• _ПИСЬМЕННОЕ ЗАДАНИЕ A_
Пожалуйста, покажите все строки записей, в которых есть слово «roof».

• _ПРИВЕДЁННЫЙ ОТРЫВОК_
....

Вдруг, когда певица добросовестно выводила свои рулады, на ярко освещенную сцену вступил Маяковский и стал пересекать ее крупными и медленными шагами, выбрасывая вперед коленки и дразня всех своей необычной черно-оранжевой блузой.
Зал взорвался… Маяковский шагал. Его высокая фигура, почти уже вдвинулась в кулису, когда из зала кто-то взвизгнул:
— Рыжего!
Зал заулюлюкал и подхватил выкрик. Маяковский остановился, повернулся лицом к столикам с розовыми лампочками и галдевшими гостями, затем спокойно прогромыхал тяжелыми башмаками к рампе. Все утихло.
Маяковский начал читать недавно написанное им «первое социально-обличительное» и ставшее потом одним из любимейших стихотворений поэта — «Нате!»: «Через час отсюда в чистый переулок вытечет по человеку ваш обрюзгший жир…»
«Публика пришла в ярость. Послышались оглушительные свистки, крики «долой». Маяковский был непоколебим. Продолжал в том же стиле…» — писала об этом выступлении «Московская газета».

....

• _ПРЕДОСТАВЛЕННЫЕ ЗАПИСИ_
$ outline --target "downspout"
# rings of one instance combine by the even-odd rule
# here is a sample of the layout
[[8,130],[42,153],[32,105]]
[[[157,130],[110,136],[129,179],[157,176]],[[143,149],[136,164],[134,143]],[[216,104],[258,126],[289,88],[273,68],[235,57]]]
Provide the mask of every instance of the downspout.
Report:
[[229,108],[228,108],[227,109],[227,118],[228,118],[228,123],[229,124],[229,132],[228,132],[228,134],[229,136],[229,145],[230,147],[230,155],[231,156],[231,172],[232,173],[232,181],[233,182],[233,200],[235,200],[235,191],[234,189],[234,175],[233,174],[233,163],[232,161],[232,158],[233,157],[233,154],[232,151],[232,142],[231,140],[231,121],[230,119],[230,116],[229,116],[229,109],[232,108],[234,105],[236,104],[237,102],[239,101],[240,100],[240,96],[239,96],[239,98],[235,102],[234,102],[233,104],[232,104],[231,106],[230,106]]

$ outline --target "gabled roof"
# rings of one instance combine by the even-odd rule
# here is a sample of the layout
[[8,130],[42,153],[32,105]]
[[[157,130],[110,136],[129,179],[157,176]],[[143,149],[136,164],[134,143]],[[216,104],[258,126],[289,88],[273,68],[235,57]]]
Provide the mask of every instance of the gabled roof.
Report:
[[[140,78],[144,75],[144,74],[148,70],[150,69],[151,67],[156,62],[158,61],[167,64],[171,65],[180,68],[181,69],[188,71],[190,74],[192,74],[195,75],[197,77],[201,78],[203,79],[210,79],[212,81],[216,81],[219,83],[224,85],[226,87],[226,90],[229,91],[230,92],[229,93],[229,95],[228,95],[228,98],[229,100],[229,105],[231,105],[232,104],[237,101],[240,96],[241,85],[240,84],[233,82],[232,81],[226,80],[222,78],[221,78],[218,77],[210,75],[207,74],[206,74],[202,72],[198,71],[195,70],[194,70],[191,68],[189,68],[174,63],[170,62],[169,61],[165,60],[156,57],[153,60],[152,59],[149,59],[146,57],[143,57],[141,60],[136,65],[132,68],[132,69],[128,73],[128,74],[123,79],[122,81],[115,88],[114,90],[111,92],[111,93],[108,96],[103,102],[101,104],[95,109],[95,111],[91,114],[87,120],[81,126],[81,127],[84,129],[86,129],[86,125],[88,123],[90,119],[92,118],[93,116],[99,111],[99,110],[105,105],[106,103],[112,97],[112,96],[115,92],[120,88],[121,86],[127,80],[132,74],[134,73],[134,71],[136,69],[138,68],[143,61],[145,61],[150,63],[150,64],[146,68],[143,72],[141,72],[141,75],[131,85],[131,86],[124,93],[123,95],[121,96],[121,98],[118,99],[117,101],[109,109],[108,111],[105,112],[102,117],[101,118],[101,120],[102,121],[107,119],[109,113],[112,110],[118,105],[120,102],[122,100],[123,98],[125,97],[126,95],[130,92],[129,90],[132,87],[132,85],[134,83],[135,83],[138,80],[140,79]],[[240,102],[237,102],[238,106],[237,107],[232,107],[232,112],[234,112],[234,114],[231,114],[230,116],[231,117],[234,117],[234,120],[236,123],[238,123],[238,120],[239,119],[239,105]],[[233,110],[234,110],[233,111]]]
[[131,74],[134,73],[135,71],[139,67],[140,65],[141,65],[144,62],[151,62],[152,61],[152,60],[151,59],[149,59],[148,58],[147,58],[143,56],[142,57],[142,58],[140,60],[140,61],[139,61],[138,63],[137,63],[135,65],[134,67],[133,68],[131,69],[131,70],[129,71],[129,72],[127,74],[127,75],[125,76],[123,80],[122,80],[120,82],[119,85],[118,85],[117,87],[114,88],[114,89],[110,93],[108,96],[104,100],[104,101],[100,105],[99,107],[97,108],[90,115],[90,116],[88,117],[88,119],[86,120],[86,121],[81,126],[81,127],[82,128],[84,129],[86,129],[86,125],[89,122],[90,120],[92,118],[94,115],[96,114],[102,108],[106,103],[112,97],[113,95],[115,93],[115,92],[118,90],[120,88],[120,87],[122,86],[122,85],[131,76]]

....

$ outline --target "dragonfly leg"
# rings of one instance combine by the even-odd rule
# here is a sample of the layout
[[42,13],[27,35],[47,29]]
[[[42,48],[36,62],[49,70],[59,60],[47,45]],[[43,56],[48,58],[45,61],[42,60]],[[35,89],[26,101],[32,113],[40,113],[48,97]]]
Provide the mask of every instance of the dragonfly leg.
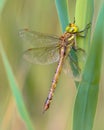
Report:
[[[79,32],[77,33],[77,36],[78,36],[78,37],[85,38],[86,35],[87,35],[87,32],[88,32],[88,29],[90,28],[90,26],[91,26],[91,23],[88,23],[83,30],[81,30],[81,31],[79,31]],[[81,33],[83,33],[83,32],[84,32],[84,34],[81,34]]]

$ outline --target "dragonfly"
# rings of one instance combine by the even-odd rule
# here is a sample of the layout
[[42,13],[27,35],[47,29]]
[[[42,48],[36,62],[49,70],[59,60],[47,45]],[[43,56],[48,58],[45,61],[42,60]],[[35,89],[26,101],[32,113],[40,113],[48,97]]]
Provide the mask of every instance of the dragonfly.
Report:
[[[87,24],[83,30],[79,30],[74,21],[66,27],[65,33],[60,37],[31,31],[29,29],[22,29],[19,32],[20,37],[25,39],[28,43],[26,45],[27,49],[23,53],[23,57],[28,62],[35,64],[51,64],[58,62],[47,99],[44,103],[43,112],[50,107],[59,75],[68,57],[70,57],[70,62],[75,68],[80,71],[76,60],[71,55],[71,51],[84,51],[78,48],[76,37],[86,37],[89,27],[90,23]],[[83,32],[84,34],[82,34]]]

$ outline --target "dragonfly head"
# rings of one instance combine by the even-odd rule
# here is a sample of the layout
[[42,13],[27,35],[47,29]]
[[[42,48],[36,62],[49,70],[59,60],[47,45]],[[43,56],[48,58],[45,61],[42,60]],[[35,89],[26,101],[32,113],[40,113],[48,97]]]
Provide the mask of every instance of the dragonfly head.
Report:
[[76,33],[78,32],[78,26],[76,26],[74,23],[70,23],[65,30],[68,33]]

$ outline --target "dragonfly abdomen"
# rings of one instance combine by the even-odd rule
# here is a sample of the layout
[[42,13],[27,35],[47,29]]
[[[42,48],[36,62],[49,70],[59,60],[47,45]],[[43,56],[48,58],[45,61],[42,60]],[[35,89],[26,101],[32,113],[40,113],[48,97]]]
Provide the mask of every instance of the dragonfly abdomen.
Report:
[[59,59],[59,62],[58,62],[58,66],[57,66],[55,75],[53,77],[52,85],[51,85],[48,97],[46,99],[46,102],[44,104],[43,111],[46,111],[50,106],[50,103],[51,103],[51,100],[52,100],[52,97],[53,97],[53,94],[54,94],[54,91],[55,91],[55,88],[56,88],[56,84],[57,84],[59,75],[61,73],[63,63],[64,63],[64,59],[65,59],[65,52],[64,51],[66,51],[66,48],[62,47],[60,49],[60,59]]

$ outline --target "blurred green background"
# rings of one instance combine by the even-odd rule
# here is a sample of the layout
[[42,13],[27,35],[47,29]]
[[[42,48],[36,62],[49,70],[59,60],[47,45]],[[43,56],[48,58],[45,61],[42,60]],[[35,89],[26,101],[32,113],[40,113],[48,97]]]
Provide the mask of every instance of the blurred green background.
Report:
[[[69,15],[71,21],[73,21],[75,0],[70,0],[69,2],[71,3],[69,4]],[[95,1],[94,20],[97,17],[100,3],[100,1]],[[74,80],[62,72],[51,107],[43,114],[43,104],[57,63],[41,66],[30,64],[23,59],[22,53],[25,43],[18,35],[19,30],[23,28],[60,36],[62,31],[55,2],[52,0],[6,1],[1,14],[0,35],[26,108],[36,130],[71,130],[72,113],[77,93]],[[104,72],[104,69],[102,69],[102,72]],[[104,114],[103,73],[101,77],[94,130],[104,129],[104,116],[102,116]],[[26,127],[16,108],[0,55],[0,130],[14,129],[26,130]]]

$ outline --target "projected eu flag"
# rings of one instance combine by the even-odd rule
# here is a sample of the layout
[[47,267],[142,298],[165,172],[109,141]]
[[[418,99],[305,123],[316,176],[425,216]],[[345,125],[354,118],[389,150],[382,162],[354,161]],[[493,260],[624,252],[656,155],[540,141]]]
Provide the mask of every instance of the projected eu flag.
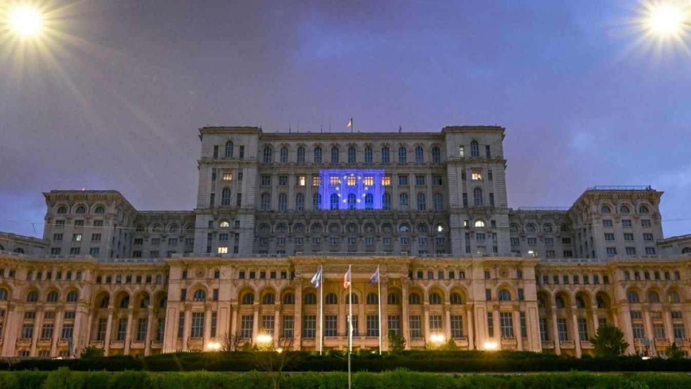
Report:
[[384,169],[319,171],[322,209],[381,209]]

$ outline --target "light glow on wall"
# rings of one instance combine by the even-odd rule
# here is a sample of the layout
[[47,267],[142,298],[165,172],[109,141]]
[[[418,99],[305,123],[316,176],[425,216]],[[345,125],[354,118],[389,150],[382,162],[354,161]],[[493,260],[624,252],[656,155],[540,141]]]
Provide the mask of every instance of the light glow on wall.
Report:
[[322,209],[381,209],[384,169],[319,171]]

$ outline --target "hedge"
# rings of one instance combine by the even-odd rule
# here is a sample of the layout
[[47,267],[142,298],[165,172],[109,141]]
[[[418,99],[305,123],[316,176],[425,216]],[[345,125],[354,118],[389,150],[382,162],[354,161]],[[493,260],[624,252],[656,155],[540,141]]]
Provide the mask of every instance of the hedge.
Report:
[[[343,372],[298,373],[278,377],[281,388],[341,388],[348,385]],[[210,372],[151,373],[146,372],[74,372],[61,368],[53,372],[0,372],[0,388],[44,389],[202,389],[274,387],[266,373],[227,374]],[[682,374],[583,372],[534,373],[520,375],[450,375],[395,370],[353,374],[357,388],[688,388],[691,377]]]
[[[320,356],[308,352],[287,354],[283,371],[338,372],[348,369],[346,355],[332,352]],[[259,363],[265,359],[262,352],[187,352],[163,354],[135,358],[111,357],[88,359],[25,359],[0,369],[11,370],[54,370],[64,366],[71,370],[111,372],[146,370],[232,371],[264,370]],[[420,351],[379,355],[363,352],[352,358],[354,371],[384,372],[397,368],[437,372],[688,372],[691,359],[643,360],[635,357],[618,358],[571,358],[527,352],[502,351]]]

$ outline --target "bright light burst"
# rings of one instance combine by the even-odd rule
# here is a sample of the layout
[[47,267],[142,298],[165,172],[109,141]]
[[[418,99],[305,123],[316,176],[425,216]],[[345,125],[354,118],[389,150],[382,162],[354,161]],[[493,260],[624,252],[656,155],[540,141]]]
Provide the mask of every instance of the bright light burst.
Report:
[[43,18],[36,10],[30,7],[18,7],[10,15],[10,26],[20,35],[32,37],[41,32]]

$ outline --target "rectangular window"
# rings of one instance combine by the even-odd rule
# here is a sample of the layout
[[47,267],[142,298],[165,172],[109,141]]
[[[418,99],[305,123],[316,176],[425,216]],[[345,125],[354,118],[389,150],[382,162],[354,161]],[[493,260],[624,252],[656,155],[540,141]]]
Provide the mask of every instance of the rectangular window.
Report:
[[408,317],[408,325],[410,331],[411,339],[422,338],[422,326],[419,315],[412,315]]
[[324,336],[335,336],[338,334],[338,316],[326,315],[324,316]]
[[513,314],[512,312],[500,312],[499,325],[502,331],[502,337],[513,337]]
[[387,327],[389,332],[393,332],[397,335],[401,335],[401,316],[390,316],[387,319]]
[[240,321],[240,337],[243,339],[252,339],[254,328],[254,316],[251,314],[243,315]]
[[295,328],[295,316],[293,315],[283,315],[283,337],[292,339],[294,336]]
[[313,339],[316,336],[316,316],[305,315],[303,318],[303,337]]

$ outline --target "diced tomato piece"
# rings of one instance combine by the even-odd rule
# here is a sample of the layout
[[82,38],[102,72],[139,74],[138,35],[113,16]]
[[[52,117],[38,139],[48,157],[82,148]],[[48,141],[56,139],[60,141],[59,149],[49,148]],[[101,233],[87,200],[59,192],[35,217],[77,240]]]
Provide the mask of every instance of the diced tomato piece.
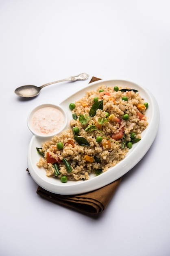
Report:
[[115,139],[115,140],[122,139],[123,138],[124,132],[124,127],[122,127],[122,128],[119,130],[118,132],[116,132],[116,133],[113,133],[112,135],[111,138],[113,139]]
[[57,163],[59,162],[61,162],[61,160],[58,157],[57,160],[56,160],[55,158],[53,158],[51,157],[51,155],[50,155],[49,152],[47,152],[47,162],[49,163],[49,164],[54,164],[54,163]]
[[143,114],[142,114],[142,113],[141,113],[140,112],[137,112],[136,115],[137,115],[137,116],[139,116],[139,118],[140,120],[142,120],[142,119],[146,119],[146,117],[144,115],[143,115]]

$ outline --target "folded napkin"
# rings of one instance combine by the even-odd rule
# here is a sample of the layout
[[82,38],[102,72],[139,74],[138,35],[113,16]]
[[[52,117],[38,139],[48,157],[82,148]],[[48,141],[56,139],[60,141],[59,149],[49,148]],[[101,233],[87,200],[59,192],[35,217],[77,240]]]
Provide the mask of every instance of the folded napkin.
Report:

....

• _ПИСЬМЕННОЕ ЗАДАНИЕ B_
Какое стихотворение начал читать Маяковский согласно отрывку о его выступлении?

• _ПОЛНЫЙ ОТВЕТ A_
$ outline --target "gabled roof"
Provide the mask of every instance of the gabled roof.

• _ПОЛНЫЙ ОТВЕТ B_
«Нате!»